═══ DATA SHOWN

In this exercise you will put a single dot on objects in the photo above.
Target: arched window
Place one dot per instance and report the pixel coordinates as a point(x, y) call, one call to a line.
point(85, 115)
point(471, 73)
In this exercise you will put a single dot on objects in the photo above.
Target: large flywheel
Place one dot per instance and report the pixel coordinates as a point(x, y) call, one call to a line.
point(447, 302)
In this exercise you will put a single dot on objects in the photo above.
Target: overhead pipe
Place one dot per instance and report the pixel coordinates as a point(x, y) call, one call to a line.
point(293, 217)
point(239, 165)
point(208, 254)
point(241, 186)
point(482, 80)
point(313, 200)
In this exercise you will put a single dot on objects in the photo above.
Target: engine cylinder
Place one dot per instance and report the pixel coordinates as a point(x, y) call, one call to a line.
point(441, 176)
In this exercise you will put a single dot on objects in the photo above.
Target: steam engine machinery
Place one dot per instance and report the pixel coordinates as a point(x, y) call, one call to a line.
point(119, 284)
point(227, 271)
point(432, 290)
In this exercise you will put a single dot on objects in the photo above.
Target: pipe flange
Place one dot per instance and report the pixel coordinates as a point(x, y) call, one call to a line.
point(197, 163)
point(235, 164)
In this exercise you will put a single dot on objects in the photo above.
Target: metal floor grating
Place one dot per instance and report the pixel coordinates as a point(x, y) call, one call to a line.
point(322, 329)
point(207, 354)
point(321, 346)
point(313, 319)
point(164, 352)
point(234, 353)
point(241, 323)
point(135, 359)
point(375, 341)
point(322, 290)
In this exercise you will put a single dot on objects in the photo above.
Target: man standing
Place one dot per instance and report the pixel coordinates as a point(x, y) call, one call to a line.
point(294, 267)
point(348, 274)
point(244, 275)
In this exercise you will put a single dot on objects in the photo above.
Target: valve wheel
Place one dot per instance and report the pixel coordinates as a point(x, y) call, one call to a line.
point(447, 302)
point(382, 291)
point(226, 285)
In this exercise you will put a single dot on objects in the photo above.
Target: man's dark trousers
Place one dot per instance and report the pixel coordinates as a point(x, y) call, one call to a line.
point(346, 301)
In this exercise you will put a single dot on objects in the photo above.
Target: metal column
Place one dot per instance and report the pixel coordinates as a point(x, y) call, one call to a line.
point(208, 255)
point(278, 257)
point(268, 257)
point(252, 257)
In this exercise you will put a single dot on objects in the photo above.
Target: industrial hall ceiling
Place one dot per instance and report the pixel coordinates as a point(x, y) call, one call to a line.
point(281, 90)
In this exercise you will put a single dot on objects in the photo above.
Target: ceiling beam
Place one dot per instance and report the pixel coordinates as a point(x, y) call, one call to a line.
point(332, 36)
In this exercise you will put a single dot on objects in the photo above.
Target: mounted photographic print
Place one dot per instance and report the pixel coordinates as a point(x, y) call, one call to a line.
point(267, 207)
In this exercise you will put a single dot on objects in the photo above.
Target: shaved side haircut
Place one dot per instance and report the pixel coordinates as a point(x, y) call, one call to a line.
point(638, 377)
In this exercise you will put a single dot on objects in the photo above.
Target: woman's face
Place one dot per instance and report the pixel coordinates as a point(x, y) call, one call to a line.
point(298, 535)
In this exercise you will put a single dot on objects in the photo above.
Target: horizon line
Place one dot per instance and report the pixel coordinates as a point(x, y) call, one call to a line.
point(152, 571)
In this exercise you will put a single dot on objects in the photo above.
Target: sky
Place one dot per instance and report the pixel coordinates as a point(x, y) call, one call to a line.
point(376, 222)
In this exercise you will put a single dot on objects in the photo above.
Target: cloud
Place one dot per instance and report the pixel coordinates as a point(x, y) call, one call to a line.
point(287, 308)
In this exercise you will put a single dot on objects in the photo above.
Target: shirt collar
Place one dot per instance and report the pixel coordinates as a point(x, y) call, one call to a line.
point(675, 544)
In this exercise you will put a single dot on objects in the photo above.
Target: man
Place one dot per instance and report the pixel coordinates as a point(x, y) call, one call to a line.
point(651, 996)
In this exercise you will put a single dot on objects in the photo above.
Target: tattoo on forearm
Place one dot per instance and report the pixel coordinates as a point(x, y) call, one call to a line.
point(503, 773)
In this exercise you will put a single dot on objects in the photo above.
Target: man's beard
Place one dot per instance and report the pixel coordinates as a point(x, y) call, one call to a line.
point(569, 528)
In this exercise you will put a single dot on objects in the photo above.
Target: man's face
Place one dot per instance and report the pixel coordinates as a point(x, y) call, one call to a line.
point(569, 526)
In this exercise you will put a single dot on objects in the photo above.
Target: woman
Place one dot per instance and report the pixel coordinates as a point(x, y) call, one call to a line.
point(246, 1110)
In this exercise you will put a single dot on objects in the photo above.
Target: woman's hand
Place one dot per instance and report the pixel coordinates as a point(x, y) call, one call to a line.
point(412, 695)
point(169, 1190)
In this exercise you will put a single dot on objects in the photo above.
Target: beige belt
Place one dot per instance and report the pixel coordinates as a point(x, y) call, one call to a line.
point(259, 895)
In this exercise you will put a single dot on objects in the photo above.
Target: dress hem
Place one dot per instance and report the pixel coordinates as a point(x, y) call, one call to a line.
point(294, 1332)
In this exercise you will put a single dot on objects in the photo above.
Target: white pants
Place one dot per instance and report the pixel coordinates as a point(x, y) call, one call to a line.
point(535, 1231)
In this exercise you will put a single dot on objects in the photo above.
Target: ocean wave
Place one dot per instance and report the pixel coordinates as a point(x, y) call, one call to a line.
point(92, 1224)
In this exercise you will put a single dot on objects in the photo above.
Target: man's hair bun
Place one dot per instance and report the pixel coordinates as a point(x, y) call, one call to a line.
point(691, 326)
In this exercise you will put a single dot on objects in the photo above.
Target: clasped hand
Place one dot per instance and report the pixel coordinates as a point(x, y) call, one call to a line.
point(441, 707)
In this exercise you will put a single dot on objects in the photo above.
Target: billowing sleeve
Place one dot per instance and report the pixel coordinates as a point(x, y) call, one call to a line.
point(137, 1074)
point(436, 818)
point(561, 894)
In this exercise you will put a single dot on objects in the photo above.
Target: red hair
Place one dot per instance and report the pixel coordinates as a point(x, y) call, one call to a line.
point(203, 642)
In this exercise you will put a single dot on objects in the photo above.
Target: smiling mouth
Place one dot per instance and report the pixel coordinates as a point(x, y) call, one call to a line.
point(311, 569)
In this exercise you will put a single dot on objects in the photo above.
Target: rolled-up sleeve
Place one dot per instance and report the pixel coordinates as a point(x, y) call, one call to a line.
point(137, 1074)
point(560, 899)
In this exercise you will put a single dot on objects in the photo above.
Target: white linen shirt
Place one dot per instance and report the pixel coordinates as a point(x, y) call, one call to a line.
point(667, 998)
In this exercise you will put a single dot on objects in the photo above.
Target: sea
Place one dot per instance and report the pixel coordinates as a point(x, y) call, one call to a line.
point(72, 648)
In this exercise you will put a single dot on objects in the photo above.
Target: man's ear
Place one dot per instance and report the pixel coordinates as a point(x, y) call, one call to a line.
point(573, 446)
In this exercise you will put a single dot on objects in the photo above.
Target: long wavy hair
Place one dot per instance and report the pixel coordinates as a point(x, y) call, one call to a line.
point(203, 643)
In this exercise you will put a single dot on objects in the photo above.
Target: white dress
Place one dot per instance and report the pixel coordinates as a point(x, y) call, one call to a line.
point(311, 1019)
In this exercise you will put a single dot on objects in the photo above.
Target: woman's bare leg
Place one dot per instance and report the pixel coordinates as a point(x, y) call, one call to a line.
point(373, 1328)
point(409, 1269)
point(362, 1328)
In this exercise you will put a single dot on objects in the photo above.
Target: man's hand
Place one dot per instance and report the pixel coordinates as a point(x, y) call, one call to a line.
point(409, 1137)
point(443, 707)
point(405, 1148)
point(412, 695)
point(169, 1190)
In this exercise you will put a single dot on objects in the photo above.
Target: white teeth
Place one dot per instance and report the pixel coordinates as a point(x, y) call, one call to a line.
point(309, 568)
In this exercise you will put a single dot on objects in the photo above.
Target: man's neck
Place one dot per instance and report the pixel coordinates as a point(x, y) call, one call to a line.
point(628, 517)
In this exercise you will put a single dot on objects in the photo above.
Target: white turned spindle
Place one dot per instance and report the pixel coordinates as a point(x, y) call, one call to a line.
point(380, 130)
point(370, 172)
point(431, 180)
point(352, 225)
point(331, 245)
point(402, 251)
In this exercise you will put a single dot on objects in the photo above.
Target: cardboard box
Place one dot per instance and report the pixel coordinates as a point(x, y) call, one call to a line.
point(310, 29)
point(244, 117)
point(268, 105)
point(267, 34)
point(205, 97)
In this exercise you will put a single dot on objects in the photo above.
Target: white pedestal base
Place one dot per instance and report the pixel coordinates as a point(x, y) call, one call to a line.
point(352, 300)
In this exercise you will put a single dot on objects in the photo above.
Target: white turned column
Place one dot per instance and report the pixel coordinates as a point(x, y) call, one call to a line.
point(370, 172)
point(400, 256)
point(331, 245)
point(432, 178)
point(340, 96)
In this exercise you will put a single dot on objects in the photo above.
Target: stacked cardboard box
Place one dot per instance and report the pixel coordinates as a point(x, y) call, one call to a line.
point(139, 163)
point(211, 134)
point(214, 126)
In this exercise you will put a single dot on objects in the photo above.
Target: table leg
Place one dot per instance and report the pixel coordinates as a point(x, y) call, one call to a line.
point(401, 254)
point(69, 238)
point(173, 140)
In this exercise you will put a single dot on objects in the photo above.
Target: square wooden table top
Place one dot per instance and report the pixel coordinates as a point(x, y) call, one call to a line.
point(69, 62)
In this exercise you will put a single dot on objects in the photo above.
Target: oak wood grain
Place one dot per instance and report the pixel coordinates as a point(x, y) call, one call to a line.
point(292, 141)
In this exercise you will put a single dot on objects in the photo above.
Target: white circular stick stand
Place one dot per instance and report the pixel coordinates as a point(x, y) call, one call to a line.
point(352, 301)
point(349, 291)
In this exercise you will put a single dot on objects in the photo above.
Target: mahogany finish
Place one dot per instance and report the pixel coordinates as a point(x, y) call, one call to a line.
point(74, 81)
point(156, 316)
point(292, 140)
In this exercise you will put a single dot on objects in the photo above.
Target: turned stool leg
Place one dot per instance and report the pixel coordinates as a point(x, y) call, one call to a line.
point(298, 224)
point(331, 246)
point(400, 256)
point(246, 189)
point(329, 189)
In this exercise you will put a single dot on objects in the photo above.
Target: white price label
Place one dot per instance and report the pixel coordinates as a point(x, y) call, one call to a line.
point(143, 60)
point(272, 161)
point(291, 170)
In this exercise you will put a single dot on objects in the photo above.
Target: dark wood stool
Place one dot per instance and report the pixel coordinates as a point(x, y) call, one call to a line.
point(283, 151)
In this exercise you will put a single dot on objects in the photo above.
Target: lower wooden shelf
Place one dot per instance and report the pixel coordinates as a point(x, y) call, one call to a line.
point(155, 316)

══════

-- WORK INSTRUCTIONS --
Please give the lines of the rows above as a numbered list, from the first line of the rows through the line that contains "point(441, 176)", both included, leaving out any blank lines.

-- THE COMPLETED TASK --
1. In this exercise you will put a single dot on objects in the photo above.
2. Target: arched window
3. Place one dot per instance and report the pixel coordinates as a point(x, y) call, one call to a line.
4. point(85, 115)
5. point(471, 73)
6. In this exercise you will put a single dot on objects in the photo above.
7. Target: large flywheel
8. Place one dot per instance and report the pixel coordinates as a point(x, y) call, one call to a line.
9. point(447, 302)
10. In this exercise you will put a single dot on objects in the photo above.
11. Target: overhead pipe
12. Place one dot per instance and report the pixel coordinates as a point(x, y) call, one call to a line.
13. point(293, 217)
14. point(239, 165)
15. point(208, 254)
16. point(241, 186)
17. point(482, 80)
18. point(313, 200)
19. In this exercise you will put a single dot on objects in the photo above.
20. Target: engine cylinder
21. Place one dot per instance and report the pixel coordinates as a point(x, y) call, one call to a line.
22. point(441, 176)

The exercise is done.